■ Given records

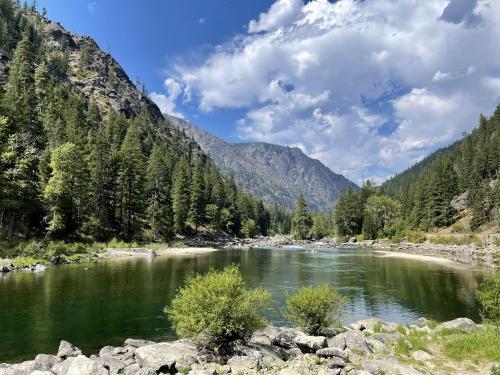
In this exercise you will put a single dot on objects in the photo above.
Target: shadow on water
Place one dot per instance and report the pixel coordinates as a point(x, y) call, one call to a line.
point(92, 305)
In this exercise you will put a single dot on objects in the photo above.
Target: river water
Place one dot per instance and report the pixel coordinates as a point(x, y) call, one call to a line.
point(96, 304)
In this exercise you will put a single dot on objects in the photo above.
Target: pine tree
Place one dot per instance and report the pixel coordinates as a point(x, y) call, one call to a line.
point(180, 195)
point(197, 205)
point(131, 181)
point(301, 220)
point(159, 208)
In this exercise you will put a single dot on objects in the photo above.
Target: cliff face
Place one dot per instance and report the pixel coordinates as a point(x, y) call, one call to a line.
point(276, 173)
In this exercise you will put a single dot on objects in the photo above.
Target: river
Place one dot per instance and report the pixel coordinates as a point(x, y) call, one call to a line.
point(96, 304)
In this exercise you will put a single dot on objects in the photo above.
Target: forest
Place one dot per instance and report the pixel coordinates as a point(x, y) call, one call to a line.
point(70, 170)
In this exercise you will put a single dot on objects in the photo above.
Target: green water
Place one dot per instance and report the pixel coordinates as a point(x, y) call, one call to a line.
point(98, 304)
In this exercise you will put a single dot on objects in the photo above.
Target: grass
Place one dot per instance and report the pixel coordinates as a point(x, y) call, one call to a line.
point(483, 345)
point(452, 240)
point(410, 343)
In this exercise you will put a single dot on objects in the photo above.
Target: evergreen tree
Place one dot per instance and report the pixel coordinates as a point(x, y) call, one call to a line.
point(131, 181)
point(159, 208)
point(180, 195)
point(301, 220)
point(197, 206)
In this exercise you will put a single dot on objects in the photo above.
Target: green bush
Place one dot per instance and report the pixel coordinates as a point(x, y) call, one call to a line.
point(314, 308)
point(488, 295)
point(217, 308)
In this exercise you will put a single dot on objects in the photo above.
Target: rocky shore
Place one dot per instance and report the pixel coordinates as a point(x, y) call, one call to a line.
point(363, 348)
point(484, 256)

■ The task
Recast all the records above as a JSON list of strings, one string per line, omitting blank lines and leaving out the pictures.

■ In response
[
  "In this exercise you will put a single dot on objects in the photo above.",
  "Target: shadow on water",
  "Place one dot per instance and report the pixel coordinates as a point(x, y) call, one call to a line.",
  "point(92, 305)",
  "In this exercise you will put a single dot on objects in the photo above.",
  "Target: river water",
  "Place one dot per instance and report the pixel coordinates as a point(x, y) call, one call to a line.",
  "point(96, 304)",
  "In this exercise you will put a single dot on objects in the photo above.",
  "Target: pine tree",
  "Place one dot per instance and report the pixel coordinates as a point(x, y) call, one call to a line.",
  "point(180, 195)",
  "point(197, 205)",
  "point(131, 181)",
  "point(301, 220)",
  "point(159, 208)",
  "In this exercise you will put a single dot on objects in the photo above.",
  "Target: cliff face",
  "Place one dot per instance and report the pixel coordinates as a point(x, y) call, one call to a line.",
  "point(276, 173)",
  "In this exercise you will put a single dot on objects in the photo above.",
  "Target: river",
  "Place one dot per instance and report the pixel coordinates as a point(x, y) call, one call to a line.",
  "point(96, 304)",
  "In this exercise you will put a single dot on objects in the photo above.",
  "Target: forest",
  "Place one dot per instance and report the pixel coordinates as a point(x, y) call, one call to a line.",
  "point(70, 170)",
  "In this exercise you will put a single dot on objects in the photo above.",
  "Target: green water",
  "Place one dot per instance and report the pixel coordinates as a point(x, y) call, one call to a line.",
  "point(98, 304)",
  "In this exercise you will put a single dot on objects in the photo above.",
  "Target: grass",
  "Place one dot per instance and report the pixel coordinates as a point(x, y) call, one call to a line.",
  "point(483, 345)",
  "point(452, 240)",
  "point(410, 343)",
  "In this exercise you will put a single dot on objects in the photo above.",
  "Target: evergreen tree",
  "Place one dot per instance and report the pixel coordinates as a point(x, y) call, one call to a line.",
  "point(131, 181)",
  "point(159, 208)",
  "point(180, 195)",
  "point(301, 220)",
  "point(197, 206)",
  "In this exercise you will put a single dot on objects in the photo above.",
  "Target: green bush",
  "Place one dot per instance and report the pixel coordinates as a point(x, y) call, one call to a line.",
  "point(314, 308)",
  "point(488, 295)",
  "point(217, 308)",
  "In this exercise you will put a single dot on objects in the photo above.",
  "Target: rocky shore",
  "Place one dot per instance and report the pixel coordinates as a point(x, y) call, one call to a line.",
  "point(363, 348)",
  "point(484, 256)"
]